TASK TO COMPLETE: Can you output every line of the entries below as a numbered list, with blank lines and the pictures left out?

— BEGIN DATA —

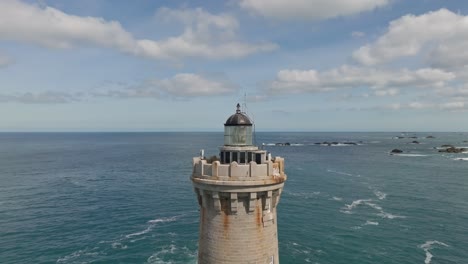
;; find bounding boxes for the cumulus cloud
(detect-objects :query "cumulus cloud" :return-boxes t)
[239,0,390,20]
[353,9,468,69]
[265,65,455,96]
[351,31,366,38]
[0,0,277,59]
[98,73,238,98]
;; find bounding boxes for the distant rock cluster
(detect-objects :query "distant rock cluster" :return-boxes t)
[439,145,468,153]
[390,136,468,155]
[315,141,362,146]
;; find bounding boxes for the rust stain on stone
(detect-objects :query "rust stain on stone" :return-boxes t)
[221,212,229,238]
[255,205,263,228]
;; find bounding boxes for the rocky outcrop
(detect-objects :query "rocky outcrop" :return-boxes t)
[315,141,362,146]
[439,146,468,153]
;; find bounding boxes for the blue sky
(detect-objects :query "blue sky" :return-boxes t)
[0,0,468,131]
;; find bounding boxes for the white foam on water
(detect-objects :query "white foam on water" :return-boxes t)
[125,225,153,238]
[327,169,354,176]
[112,242,127,249]
[148,216,177,224]
[419,240,448,264]
[146,244,198,264]
[56,247,99,263]
[340,199,406,219]
[345,199,372,211]
[284,191,320,199]
[364,220,379,225]
[125,216,177,238]
[391,153,429,157]
[377,211,406,219]
[374,190,387,200]
[366,203,383,211]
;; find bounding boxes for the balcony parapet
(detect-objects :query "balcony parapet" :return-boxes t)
[192,157,286,181]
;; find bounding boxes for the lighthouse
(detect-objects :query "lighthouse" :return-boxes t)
[191,104,287,264]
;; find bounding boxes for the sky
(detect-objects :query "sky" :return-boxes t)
[0,0,468,132]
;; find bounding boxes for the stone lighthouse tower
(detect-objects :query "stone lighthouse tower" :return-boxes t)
[191,104,286,264]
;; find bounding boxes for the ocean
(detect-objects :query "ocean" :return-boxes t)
[0,133,468,264]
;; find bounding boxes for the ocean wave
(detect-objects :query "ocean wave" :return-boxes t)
[112,242,127,249]
[56,247,99,263]
[262,142,304,147]
[125,216,177,238]
[283,191,320,199]
[374,190,387,200]
[146,244,198,264]
[148,216,177,224]
[364,220,379,225]
[340,199,406,219]
[419,240,448,264]
[392,153,429,157]
[377,211,406,219]
[345,199,372,211]
[327,169,354,176]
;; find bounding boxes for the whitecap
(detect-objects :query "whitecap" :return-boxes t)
[345,199,372,211]
[366,202,382,211]
[112,242,127,249]
[391,153,429,157]
[327,169,354,176]
[374,190,387,200]
[125,216,177,238]
[148,216,177,224]
[364,220,379,225]
[377,211,406,219]
[125,226,153,238]
[419,240,448,264]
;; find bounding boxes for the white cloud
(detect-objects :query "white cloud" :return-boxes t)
[0,91,81,104]
[351,31,366,38]
[98,73,238,98]
[0,0,277,59]
[374,88,400,96]
[353,9,468,69]
[265,65,455,96]
[239,0,390,20]
[0,54,12,68]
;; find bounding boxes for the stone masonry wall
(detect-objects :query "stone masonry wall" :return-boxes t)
[195,188,281,264]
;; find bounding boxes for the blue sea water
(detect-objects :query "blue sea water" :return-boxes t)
[0,133,468,264]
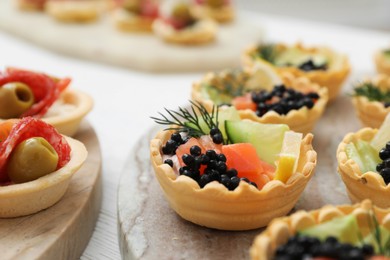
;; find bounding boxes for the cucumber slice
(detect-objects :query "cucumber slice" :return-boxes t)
[355,140,381,171]
[298,214,361,245]
[371,114,390,152]
[185,106,240,140]
[225,120,290,164]
[345,143,366,173]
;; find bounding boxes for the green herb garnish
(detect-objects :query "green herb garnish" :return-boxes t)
[151,101,218,140]
[353,82,390,103]
[256,44,277,64]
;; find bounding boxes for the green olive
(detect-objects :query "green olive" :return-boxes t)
[7,137,58,183]
[0,82,34,119]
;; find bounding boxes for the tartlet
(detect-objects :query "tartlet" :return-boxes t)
[336,128,390,207]
[0,89,93,136]
[153,0,217,45]
[374,49,390,75]
[192,0,235,23]
[191,72,328,133]
[250,200,390,260]
[113,0,159,32]
[45,0,104,23]
[352,74,390,128]
[0,137,88,218]
[0,68,93,136]
[150,128,317,230]
[241,43,351,101]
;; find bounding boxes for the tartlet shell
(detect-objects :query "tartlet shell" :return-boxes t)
[153,19,217,45]
[191,73,328,134]
[191,5,235,23]
[250,200,390,260]
[241,43,351,101]
[336,128,390,208]
[150,131,317,230]
[374,50,390,76]
[352,74,390,128]
[45,0,104,22]
[34,89,93,136]
[113,8,155,33]
[0,137,88,218]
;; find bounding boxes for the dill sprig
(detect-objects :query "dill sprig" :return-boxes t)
[151,101,218,137]
[353,82,390,103]
[256,43,277,63]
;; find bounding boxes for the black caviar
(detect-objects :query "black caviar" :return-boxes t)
[162,133,188,155]
[251,85,320,116]
[376,142,390,185]
[275,235,374,260]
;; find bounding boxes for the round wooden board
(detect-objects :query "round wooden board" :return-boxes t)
[118,90,360,259]
[0,0,264,72]
[0,122,102,259]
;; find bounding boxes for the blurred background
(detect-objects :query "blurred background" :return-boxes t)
[235,0,390,32]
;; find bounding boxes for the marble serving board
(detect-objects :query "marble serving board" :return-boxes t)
[0,0,264,72]
[118,88,361,259]
[0,122,102,260]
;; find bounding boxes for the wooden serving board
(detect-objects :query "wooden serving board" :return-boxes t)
[118,89,361,259]
[0,122,102,259]
[0,0,264,72]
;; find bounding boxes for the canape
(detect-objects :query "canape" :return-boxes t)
[191,70,328,133]
[352,74,390,128]
[0,117,87,218]
[114,0,159,32]
[192,0,235,23]
[45,0,105,23]
[0,68,93,136]
[150,103,317,230]
[241,43,351,101]
[250,200,390,260]
[337,115,390,207]
[153,0,217,45]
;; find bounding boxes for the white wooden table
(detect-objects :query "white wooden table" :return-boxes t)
[0,8,390,259]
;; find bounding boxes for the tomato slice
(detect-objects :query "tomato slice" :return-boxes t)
[0,117,70,182]
[0,68,70,117]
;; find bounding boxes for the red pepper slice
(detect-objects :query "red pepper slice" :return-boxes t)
[0,117,71,182]
[0,68,70,118]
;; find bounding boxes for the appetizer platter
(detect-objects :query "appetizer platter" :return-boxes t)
[0,0,264,72]
[0,121,102,259]
[118,83,372,259]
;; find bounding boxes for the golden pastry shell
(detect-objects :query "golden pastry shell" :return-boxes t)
[42,89,93,136]
[241,43,351,101]
[352,74,390,128]
[113,8,155,32]
[150,131,317,230]
[374,50,390,76]
[45,0,105,22]
[250,200,390,260]
[0,89,93,136]
[153,19,217,45]
[191,4,235,23]
[191,73,328,134]
[336,128,390,208]
[0,137,88,218]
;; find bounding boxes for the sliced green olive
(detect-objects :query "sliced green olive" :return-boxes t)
[7,137,58,183]
[0,82,34,119]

— END DATA —

CORRECT ANSWER:
1. ;; find bounding boxes for the cumulus cloud
2. (detect-objects :query "cumulus cloud" :return-boxes t)
3. [239,0,390,20]
4. [353,9,468,69]
5. [265,65,455,96]
6. [351,31,366,38]
7. [0,0,277,59]
8. [98,73,238,98]
9. ;; find bounding boxes for the distant rock cluster
10. (detect-objects :query "distant rock cluster" :return-boxes t)
11. [439,145,468,153]
12. [390,136,468,155]
13. [315,141,362,146]
14. ;; find bounding boxes for the rust stain on stone
15. (detect-objects :query "rust stain on stone" :return-boxes t)
16. [221,212,229,238]
17. [255,205,263,228]
18. ;; find bounding boxes for the rocky outcrop
19. (detect-objects :query "rocky outcrop" :return-boxes t)
20. [315,141,362,146]
21. [439,146,468,153]
22. ;; find bounding boxes for the blue sky
23. (detect-objects :query "blue sky" :return-boxes t)
24. [0,0,468,131]
25. ;; find bounding boxes for the white foam on water
26. (detect-objects :query "white foam on water" :return-boxes t)
27. [125,225,153,238]
28. [327,169,354,176]
29. [112,242,127,249]
30. [148,216,177,224]
31. [419,240,448,264]
32. [146,244,198,264]
33. [56,247,99,263]
34. [340,199,406,219]
35. [345,199,372,211]
36. [284,191,320,199]
37. [364,220,379,225]
38. [125,216,177,238]
39. [391,153,429,157]
40. [377,211,406,219]
41. [374,190,387,200]
42. [366,203,383,211]
43. ;; find bounding boxes for the balcony parapet
44. (detect-objects :query "balcony parapet" :return-boxes t)
45. [192,157,286,181]
46. ;; find bounding boxes for the lighthouse
47. (detect-objects :query "lighthouse" :return-boxes t)
48. [191,104,287,264]
49. ;; find bounding boxes for the sky
50. (detect-objects :query "sky" :return-boxes t)
51. [0,0,468,132]
52. ;; find bounding boxes for the stone lighthouse tower
53. (detect-objects :query "stone lighthouse tower" :return-boxes t)
54. [191,104,286,264]
55. ;; find bounding boxes for the ocean
56. (detect-objects :query "ocean" :return-boxes t)
57. [0,133,468,264]
58. ;; find bounding boxes for the ocean wave
59. (detect-objects :query "ocean wave" :return-boxes t)
60. [112,242,127,249]
61. [56,247,99,263]
62. [262,142,304,147]
63. [125,216,177,238]
64. [283,191,320,199]
65. [374,190,387,200]
66. [146,244,198,264]
67. [148,216,177,224]
68. [364,220,379,225]
69. [340,199,406,219]
70. [419,240,448,264]
71. [392,153,429,157]
72. [377,211,406,219]
73. [345,199,372,211]
74. [327,169,354,176]
75. ;; find bounding boxes for the whitecap
76. (detect-objects :query "whitecap" :return-boxes t)
77. [345,199,372,211]
78. [366,202,382,211]
79. [112,242,127,249]
80. [391,153,429,157]
81. [327,169,354,176]
82. [374,190,387,200]
83. [125,216,177,238]
84. [148,216,177,224]
85. [364,220,379,225]
86. [377,211,406,219]
87. [125,226,153,238]
88. [419,240,448,264]
89. ;; find bounding boxes for the white cloud
90. (detect-objects :query "white cloud" :return-boxes t)
91. [0,91,81,104]
92. [351,31,366,38]
93. [98,73,238,98]
94. [0,0,277,59]
95. [374,88,400,96]
96. [353,9,468,69]
97. [265,65,455,96]
98. [239,0,390,20]
99. [0,54,12,68]
100. ;; find bounding boxes for the stone masonry wall
101. (detect-objects :query "stone masonry wall" :return-boxes t)
102. [195,188,281,264]
103. ;; find bounding boxes for the blue sea water
104. (detect-objects :query "blue sea water" :return-boxes t)
105. [0,133,468,264]
106. ;; find bounding boxes for the cucumber slice
107. (detect-objects :query "cucumber slice" :return-boxes t)
108. [355,140,381,171]
109. [298,214,361,245]
110. [371,114,390,152]
111. [185,106,240,140]
112. [225,120,290,164]
113. [345,143,366,173]
114. ;; find bounding boxes for the green herb garnish
115. (detect-objects :query "green herb garnish" :return-boxes t)
116. [151,101,218,140]
117. [353,82,390,103]
118. [256,44,277,64]
119. ;; find bounding boxes for the green olive
120. (detect-objects :query "green olive" :return-boxes t)
121. [7,137,58,183]
122. [0,82,34,119]
123. ;; find bounding boxes for the tartlet
124. (detect-objects :query "tartlet" :return-boxes t)
125. [336,128,390,207]
126. [0,89,93,136]
127. [153,0,217,45]
128. [374,49,390,75]
129. [192,0,235,23]
130. [191,72,328,133]
131. [250,200,390,260]
132. [113,0,159,32]
133. [45,0,104,23]
134. [352,74,390,128]
135. [0,137,88,218]
136. [0,68,93,136]
137. [150,128,317,230]
138. [241,43,351,101]
139. ;; find bounding boxes for the tartlet shell
140. (detect-objects :query "tartlet shell" :return-boxes t)
141. [153,19,217,45]
142. [191,73,328,134]
143. [191,5,235,23]
144. [250,200,390,260]
145. [241,43,351,101]
146. [336,128,390,208]
147. [150,131,317,230]
148. [374,50,390,76]
149. [352,74,390,128]
150. [45,0,104,22]
151. [34,89,93,136]
152. [113,8,155,33]
153. [0,137,88,218]
154. ;; find bounding boxes for the dill sprig
155. (detect-objects :query "dill sprig" :return-boxes t)
156. [151,101,218,137]
157. [353,82,390,103]
158. [256,43,277,63]
159. ;; find bounding boxes for the black caviar
160. (detect-objects :query "black caviar" :return-boxes t)
161. [162,133,188,155]
162. [251,85,320,116]
163. [376,142,390,185]
164. [275,235,374,260]
165. ;; find bounding boxes for the round wooden board
166. (detect-objects :query "round wooden board" :return-boxes t)
167. [118,90,360,259]
168. [0,0,264,72]
169. [0,122,102,259]
170. ;; find bounding boxes for the blurred background
171. (detect-objects :query "blurred background" :return-boxes t)
172. [235,0,390,32]
173. ;; find bounding boxes for the marble serving board
174. (detect-objects :query "marble serving board" :return-boxes t)
175. [0,0,264,72]
176. [118,88,361,259]
177. [0,122,102,260]
178. ;; find bounding boxes for the wooden serving board
179. (detect-objects :query "wooden serving board" :return-boxes t)
180. [118,89,361,259]
181. [0,122,102,259]
182. [0,0,264,72]
183. ;; find bounding boxes for the canape
184. (detect-objects :query "canape" :return-boxes t)
185. [191,70,328,133]
186. [352,74,390,128]
187. [0,117,87,218]
188. [114,0,159,32]
189. [192,0,235,23]
190. [45,0,105,23]
191. [0,68,93,136]
192. [150,103,317,230]
193. [241,43,351,101]
194. [250,200,390,260]
195. [337,115,390,207]
196. [153,0,217,45]
197. ;; find bounding boxes for the white wooden table
198. (detect-objects :query "white wooden table" :return-boxes t)
199. [0,8,390,259]
200. ;; find bounding boxes for the tomato slice
201. (detect-objects :query "tomato slice" :return-boxes t)
202. [0,117,70,182]
203. [0,68,70,117]
204. ;; find bounding boxes for the red pepper slice
205. (detect-objects :query "red pepper slice" :return-boxes t)
206. [0,117,71,182]
207. [0,68,70,118]
208. ;; find bounding boxes for the appetizer platter
209. (detect-objects :query "appetizer platter" :return-boxes t)
210. [0,0,264,72]
211. [0,121,102,259]
212. [118,83,372,259]
213. ;; find bounding boxes for the golden pastry shell
214. (detect-objects :query "golden pastry shell" :return-boxes t)
215. [42,89,93,136]
216. [241,43,351,101]
217. [352,74,390,128]
218. [113,8,155,32]
219. [150,131,317,230]
220. [374,50,390,76]
221. [45,0,105,22]
222. [250,200,390,260]
223. [0,89,93,136]
224. [153,19,217,45]
225. [191,4,235,23]
226. [191,73,328,134]
227. [336,128,390,208]
228. [0,137,88,218]
229. ;; find bounding boxes for the sliced green olive
230. (detect-objects :query "sliced green olive" :return-boxes t)
231. [7,137,58,183]
232. [0,82,34,119]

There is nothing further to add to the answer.